THE REQUEST: Change "integer pixel coordinates" to "whole-number pixel coordinates" in the listing from its first line through the line containing "597,393,795,588", both inclusive, and reproduce only those lines with everything else left as it stands.

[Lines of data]
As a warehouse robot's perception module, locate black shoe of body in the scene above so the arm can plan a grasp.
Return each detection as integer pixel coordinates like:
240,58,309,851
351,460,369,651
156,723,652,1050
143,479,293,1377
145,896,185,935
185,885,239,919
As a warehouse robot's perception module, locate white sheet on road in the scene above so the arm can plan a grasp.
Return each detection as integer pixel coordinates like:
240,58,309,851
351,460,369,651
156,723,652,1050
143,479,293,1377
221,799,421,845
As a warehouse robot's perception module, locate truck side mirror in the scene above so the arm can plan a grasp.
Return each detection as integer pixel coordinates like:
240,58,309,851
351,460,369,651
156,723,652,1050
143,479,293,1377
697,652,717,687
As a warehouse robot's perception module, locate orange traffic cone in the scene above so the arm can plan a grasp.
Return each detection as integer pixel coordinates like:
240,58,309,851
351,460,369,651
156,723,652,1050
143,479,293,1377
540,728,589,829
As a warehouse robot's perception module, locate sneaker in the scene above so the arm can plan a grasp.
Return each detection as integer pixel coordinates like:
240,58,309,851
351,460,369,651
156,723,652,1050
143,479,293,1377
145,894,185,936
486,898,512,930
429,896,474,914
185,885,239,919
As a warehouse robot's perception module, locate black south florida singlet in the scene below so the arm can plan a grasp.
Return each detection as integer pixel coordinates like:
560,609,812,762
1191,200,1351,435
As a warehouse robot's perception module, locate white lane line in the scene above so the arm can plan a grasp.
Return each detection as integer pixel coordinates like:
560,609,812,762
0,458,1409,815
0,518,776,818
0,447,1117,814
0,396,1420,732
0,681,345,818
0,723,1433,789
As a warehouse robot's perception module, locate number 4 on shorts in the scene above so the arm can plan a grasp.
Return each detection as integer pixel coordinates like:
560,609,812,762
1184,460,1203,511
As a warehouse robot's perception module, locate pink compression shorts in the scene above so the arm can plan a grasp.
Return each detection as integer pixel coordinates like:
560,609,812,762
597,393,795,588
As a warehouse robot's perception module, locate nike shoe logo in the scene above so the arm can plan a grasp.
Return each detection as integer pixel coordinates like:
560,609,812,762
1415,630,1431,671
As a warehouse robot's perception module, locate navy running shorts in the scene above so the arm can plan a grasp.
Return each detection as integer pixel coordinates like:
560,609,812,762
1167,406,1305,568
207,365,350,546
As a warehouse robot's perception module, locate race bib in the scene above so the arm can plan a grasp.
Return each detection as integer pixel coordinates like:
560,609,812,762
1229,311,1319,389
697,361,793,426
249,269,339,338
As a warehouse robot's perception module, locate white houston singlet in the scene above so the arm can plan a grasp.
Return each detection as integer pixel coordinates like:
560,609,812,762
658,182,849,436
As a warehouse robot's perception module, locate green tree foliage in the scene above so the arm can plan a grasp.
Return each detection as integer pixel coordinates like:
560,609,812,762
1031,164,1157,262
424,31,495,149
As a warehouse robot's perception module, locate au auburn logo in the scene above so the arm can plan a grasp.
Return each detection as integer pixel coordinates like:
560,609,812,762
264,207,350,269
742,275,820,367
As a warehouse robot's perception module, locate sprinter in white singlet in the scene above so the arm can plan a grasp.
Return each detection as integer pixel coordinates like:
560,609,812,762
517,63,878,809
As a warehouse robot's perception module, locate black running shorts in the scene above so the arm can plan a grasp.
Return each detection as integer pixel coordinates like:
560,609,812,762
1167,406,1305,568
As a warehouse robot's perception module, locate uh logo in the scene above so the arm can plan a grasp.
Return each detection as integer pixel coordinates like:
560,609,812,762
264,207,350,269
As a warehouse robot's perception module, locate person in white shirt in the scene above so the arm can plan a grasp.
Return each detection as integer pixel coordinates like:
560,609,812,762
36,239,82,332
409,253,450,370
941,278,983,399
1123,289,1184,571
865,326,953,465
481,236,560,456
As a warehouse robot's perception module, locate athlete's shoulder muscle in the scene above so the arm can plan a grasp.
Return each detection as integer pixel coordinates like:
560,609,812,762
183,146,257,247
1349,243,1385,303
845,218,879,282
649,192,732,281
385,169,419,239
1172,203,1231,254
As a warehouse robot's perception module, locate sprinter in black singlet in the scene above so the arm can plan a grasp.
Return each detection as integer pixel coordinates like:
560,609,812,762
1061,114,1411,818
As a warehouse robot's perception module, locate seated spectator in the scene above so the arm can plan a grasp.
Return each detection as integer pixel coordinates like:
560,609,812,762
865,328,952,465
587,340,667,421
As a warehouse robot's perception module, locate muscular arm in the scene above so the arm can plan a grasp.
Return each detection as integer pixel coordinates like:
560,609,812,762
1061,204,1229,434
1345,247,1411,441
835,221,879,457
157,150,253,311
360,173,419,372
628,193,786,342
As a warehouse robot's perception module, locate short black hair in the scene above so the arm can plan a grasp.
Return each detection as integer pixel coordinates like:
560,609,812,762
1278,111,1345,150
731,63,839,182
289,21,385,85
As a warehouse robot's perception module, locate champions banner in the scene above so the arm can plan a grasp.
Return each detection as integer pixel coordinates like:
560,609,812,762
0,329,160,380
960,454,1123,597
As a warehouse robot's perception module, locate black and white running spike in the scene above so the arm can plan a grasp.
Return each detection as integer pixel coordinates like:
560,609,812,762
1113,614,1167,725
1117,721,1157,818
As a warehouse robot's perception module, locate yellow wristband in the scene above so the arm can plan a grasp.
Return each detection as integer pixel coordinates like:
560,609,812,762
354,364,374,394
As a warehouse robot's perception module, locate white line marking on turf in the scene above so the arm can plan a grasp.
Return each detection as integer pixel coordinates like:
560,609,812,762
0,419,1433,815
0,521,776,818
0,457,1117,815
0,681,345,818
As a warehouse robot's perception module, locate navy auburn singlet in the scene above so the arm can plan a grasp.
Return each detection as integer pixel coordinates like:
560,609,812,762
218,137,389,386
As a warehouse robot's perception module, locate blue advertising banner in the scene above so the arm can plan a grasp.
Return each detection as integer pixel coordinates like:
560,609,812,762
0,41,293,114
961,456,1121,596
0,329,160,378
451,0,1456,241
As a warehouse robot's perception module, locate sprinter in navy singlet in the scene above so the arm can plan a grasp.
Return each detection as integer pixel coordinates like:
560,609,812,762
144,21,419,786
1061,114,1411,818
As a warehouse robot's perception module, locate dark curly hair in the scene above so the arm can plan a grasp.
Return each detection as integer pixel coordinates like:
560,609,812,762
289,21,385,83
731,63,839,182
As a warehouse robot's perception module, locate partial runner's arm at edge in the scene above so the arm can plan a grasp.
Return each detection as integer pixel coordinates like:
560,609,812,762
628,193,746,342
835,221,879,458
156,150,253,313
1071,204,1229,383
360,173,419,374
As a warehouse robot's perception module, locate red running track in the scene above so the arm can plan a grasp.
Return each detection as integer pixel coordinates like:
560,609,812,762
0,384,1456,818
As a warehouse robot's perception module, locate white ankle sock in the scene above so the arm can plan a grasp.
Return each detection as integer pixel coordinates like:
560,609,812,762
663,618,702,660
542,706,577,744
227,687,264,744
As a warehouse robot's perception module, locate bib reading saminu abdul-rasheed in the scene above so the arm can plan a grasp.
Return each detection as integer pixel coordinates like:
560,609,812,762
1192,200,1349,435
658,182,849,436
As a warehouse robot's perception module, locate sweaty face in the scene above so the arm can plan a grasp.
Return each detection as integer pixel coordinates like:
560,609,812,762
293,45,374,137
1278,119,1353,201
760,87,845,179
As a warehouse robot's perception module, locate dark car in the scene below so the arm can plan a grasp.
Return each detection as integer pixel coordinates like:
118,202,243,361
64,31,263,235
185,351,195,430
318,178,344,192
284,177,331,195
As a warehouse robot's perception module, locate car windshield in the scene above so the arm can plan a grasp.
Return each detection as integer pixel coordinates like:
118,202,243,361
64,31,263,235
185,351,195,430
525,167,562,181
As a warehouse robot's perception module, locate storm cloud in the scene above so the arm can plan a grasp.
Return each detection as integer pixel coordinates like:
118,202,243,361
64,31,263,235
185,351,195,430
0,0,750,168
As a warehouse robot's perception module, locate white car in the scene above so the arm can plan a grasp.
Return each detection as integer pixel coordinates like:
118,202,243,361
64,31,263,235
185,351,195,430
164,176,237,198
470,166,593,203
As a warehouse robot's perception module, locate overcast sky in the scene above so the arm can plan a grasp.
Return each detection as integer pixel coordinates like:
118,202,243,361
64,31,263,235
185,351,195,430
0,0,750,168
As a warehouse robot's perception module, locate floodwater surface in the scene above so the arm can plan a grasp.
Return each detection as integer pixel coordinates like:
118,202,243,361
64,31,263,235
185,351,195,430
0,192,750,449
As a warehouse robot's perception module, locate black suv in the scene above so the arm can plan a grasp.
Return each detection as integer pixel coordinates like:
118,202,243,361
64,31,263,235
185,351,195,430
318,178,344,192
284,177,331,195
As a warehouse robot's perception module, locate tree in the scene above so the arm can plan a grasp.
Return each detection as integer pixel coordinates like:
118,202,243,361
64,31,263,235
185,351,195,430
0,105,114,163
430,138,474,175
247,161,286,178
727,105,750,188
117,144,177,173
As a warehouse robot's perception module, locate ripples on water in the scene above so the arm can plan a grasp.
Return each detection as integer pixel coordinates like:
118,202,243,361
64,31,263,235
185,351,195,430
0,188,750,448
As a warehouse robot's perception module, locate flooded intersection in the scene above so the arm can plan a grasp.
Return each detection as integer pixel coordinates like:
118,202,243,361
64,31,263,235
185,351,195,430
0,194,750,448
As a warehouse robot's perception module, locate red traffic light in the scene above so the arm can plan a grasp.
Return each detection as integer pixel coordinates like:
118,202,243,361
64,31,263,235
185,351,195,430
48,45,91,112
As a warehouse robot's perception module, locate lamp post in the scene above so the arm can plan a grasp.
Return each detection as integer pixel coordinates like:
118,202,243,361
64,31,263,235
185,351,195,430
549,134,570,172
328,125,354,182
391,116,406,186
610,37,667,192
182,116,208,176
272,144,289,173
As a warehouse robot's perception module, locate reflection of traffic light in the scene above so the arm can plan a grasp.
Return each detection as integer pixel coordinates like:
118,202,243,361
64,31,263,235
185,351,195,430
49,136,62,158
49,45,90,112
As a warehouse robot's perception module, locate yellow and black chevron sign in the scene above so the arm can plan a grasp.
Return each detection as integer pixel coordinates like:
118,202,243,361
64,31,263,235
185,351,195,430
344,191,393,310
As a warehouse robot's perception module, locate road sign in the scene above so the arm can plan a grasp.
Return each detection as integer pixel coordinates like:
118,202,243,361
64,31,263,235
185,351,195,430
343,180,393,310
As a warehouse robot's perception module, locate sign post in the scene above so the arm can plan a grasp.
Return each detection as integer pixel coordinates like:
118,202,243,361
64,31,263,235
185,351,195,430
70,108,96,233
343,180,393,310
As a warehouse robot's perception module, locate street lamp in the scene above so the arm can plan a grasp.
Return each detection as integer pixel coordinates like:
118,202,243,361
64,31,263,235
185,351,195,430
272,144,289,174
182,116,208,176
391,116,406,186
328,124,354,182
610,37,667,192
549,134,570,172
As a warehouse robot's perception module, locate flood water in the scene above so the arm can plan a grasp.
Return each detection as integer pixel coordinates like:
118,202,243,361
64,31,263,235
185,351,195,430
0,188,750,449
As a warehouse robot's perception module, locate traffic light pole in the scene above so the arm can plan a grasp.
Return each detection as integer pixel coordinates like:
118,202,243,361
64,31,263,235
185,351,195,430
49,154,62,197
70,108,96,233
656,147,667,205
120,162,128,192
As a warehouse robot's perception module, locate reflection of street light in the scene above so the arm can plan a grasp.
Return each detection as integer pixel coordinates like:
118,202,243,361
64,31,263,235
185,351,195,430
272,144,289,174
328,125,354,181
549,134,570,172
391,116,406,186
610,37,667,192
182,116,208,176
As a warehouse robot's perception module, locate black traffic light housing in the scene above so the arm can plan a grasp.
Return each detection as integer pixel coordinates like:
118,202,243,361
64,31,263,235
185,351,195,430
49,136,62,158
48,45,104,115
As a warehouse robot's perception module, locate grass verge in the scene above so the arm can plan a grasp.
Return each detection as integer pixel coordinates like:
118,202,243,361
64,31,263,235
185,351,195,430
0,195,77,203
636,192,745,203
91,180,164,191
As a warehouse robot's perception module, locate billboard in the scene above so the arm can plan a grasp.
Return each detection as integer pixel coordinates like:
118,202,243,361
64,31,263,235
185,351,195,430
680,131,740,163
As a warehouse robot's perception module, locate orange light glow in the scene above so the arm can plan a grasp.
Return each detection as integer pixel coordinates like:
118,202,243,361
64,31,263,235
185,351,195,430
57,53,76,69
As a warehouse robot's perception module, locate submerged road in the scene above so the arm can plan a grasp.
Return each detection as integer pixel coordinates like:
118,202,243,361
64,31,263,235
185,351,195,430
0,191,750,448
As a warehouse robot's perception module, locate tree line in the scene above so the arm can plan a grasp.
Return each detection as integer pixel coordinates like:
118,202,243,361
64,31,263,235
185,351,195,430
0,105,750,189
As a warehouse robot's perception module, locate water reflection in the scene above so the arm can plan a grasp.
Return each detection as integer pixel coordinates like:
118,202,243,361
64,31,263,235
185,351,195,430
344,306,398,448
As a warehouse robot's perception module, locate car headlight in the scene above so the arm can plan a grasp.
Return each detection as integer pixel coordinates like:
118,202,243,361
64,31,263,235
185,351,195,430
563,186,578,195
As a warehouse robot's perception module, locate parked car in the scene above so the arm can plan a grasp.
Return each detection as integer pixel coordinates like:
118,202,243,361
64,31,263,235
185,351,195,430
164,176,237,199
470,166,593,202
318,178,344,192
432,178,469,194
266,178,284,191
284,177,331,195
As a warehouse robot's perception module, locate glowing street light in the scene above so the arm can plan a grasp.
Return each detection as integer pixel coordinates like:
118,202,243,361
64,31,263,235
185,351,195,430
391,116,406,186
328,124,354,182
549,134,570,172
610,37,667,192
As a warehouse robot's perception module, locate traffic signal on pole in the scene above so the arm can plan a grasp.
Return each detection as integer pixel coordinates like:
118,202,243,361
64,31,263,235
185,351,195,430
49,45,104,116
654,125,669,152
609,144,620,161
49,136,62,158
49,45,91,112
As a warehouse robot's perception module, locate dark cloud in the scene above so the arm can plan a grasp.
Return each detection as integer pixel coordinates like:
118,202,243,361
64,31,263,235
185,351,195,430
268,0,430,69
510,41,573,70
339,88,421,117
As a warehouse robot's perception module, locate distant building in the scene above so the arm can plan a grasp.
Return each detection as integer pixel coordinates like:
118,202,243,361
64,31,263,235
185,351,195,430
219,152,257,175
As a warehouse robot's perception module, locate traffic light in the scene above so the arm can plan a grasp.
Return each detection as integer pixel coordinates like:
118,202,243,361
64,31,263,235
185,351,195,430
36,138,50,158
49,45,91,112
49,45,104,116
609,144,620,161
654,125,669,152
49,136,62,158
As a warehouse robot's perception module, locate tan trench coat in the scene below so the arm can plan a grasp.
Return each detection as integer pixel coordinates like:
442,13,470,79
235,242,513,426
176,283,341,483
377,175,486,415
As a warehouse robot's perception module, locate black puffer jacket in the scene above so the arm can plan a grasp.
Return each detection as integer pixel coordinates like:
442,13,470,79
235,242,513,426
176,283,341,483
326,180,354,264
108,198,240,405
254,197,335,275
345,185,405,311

RIGHT ANSWER:
As a warehouse robot's perception module, locate black shoe of body in the scene above so the arm can plan a grasp.
Return each detection as whole-number pixel coordinates like:
240,58,309,851
351,460,369,651
156,723,652,1050
143,479,293,1377
145,896,185,935
185,885,239,919
As a warehouse robot's perception module, locate white sheet on road in the scene above so the arm can plan a grasp.
Return each detection as whole-number pixel coordinates like:
240,58,309,851
351,460,369,651
156,723,652,1050
143,479,293,1377
221,799,421,845
As a warehouse robot's perception module, locate truck side mirror in the scene above so the arm can plan a grasp.
Return each detection as whole-number pixel coordinates like:
240,58,309,851
351,460,369,651
156,723,652,1050
143,479,293,1377
697,652,717,687
As a warehouse robot's perception module, locate orange traffic cone in the scene above so the arm can plan a grasp.
Return each detection as whole-number pixel coordinates like:
240,58,309,851
351,460,369,651
156,723,652,1050
143,479,293,1377
540,728,589,829
As a warehouse robot's perception module, locate sneaker in the scene above so the arm can plan a grasp.
Return each detection as whole-number pixel coordinates like:
240,58,309,851
351,460,369,651
156,723,652,1050
143,479,293,1377
145,894,185,936
486,898,512,930
429,896,474,914
185,885,239,919
As a warehouse robot's perception module, locate black south florida singlet in the scene below so the arm can plan a grasp.
Return each detection as whole-number pixel coordinates like:
560,609,812,762
1191,200,1351,435
As a warehouse robot's perception module, locate white lane line in the scene above so the arm can plan a grasp.
Return each detection as whole-number pixel coordinates like:
560,609,812,762
0,458,1409,815
0,518,776,818
0,447,1117,814
0,396,1420,732
0,681,345,818
0,723,1433,789
As a warehouse robot's perception module, locate number 4 on shorts in the scene above so the arm can plan a grasp.
Return each detection as whole-number pixel coordinates like:
560,609,812,762
1184,460,1203,511
As a warehouse robot's perception module, locate pink compression shorts in the scene above so the arm can plan a grasp.
Return each detection as whole-number pixel coordinates like:
560,609,812,762
597,393,795,588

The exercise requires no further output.